■ RECORDS FOR PROCESSING
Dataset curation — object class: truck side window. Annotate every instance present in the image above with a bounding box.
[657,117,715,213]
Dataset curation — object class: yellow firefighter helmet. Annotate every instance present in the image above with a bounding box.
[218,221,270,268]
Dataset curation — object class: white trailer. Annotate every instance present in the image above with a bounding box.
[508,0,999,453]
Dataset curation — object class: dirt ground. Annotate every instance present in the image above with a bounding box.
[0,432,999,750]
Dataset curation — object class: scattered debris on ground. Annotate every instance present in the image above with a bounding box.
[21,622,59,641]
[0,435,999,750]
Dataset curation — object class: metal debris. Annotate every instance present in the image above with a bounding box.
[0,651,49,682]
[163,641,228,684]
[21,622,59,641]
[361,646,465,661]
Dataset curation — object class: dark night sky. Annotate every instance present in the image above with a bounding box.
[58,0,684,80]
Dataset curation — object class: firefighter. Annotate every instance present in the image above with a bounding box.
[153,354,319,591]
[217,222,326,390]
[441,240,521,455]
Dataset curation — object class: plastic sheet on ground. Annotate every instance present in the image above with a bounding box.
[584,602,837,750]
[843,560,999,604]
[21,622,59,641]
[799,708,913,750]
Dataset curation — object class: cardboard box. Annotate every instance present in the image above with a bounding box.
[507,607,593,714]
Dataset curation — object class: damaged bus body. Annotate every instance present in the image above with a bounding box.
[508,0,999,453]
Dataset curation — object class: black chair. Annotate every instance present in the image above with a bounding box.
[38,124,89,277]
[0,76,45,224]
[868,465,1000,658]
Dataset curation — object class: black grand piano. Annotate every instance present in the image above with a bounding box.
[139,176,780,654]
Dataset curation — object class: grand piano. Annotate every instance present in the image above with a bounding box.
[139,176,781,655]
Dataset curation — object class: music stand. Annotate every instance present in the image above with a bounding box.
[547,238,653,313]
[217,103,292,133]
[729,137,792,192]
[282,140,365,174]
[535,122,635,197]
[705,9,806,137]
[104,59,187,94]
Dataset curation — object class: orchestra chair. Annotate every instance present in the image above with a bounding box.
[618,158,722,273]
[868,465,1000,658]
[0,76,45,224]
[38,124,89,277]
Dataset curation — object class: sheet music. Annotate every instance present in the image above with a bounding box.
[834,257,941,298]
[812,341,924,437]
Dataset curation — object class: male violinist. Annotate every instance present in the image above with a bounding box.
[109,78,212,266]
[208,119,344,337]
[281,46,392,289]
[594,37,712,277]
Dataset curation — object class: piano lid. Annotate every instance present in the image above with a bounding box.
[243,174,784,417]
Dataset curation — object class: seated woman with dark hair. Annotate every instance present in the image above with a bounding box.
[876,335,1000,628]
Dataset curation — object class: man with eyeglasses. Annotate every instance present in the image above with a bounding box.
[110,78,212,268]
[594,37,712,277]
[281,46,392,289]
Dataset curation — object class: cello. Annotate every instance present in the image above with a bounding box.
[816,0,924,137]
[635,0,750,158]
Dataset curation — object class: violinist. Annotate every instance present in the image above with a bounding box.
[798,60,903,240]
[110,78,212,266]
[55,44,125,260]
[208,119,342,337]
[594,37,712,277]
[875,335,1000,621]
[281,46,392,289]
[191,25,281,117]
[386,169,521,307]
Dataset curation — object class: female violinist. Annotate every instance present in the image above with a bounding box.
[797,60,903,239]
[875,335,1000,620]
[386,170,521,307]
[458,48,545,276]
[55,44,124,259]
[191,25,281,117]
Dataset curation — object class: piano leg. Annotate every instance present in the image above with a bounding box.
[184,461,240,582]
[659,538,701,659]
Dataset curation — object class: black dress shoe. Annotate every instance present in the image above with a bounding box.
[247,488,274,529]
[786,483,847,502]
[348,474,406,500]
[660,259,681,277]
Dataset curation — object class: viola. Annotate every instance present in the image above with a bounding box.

■ WORK REQUIRED
Number each of the lines above in order, leaving out any blank lines.

■ ANSWER TO THE TASK
1. Dataset curation — object class: truck side window. Annotate every instance present in the image above with a bounding box.
2. [657,117,715,213]
3. Dataset curation — object class: yellow firefighter helmet. Annotate every instance present in the image above with a bounding box.
4. [218,221,270,268]
5. Dataset curation — object class: white trailer. Annotate every instance present in the image above with a bounding box.
6. [508,0,999,453]
7. Dataset curation — object class: dirt ground. Annotate every instance present in the image above with a bounding box.
8. [0,432,999,750]
9. Dataset curation — object class: scattered debris on ground. Annotate every instance present in the image above with a bounding box.
10. [21,622,59,641]
11. [0,435,999,750]
12. Dataset curation — object class: metal debris. Annotate every instance present in the image above with a bounding box.
13. [0,651,49,682]
14. [163,641,228,684]
15. [21,622,59,641]
16. [361,646,465,661]
17. Dataset curation — object class: dark night sky. Annotate every instance present in the image above with a bounding box.
18. [58,0,684,80]
19. Dataset curation — object class: firefighter. Annotate every instance present in the image above with a bounding box.
20. [153,354,319,591]
21. [217,222,326,390]
22. [441,240,521,455]
23. Dataset curation — object class: plastic sheet on ground. Annotate every instance present in the image above with a bounding box.
24. [584,602,837,750]
25. [843,560,999,604]
26. [21,622,59,641]
27. [799,708,913,750]
28. Dataset curation — object class: cardboard box. Annotate every instance present in the image above with a bounding box.
29. [507,607,593,714]
30. Dataset curation — object class: damaged bus body. Annotate every instance present in the image above with a bounding box.
31. [508,0,999,453]
32. Dataset curation — object class: black chair. Annotate every instance present in the image above with a bounding box.
33. [38,124,89,277]
34. [0,76,45,224]
35. [868,465,1000,658]
36. Dataset curation — object class: black grand piano. Annotate every instance present in the image above with a bounding box.
37. [139,176,780,654]
38. Dataset curation — object class: grand piano. Annotate every instance present in the image above with a bounding box.
39. [139,176,781,655]
40. Dataset curation — object class: music stand. Annotate every instance present in the image above with a bounding box.
41. [547,238,653,313]
42. [217,103,292,133]
43. [729,137,792,192]
44. [282,140,365,174]
45. [535,122,635,197]
46. [705,9,806,137]
47. [104,59,187,94]
48. Dataset curation — object class: orchestra chair. Annotate every instance present in the image above with a bounding box.
49. [618,158,722,273]
50. [868,465,1000,658]
51. [0,76,45,224]
52. [38,124,89,277]
53. Dataset curation — object class: sheet music. Annotate every instance present in the image above with a bounding box.
54. [834,257,941,298]
55. [812,341,924,437]
56. Dataset curation — object class: male violinist. Annotate every instance present in the image above with a bounding box.
57. [109,78,212,266]
58. [208,119,344,337]
59. [281,46,392,289]
60. [594,37,712,277]
61. Dataset curation — object class: piano lid. Annotate every instance present in the image above with a bounding box.
62. [243,174,784,417]
63. Dataset curation — object class: seated woman with dark hair. Annotate every instance present in the image above with a bounding box.
64. [876,335,1000,628]
65. Dataset curation — object class: man with eyeglasses. Annotate every instance present in the image above with a bounding box.
66. [110,78,212,268]
67. [594,37,712,277]
68. [281,46,392,289]
69. Dataset curation — object class: cello. Annotate every instance present in the image above with a bounding box.
70. [816,0,924,137]
71. [635,0,750,158]
72. Dataset curation — object class: violinist. Annotate every instance present in the image above with a bounding box.
73. [798,60,903,240]
74. [110,78,212,266]
75. [55,44,125,260]
76. [208,119,342,337]
77. [594,37,712,277]
78. [875,335,1000,621]
79. [281,46,392,289]
80. [191,25,281,117]
81. [386,169,521,307]
82. Dataset curation — object class: female violinist. Annotate every instance present in the image above with a bounding box.
83. [797,60,903,239]
84. [875,335,1000,620]
85. [386,170,521,307]
86. [458,48,545,276]
87. [55,44,124,259]
88. [191,25,281,117]
89. Dataset curation — object class: piano leg. Annotate every instance present in the image above with a bounding box.
90. [184,461,240,582]
91. [659,538,701,659]
92. Dataset curation — object class: black dress shoe. Annotate every instance present in the image above with a bounding box.
93. [247,488,274,529]
94. [786,483,847,502]
95. [348,474,406,500]
96. [660,259,681,277]
97. Dataset curation — object class: viola. Annotate every instance present in the image above with a bounding box.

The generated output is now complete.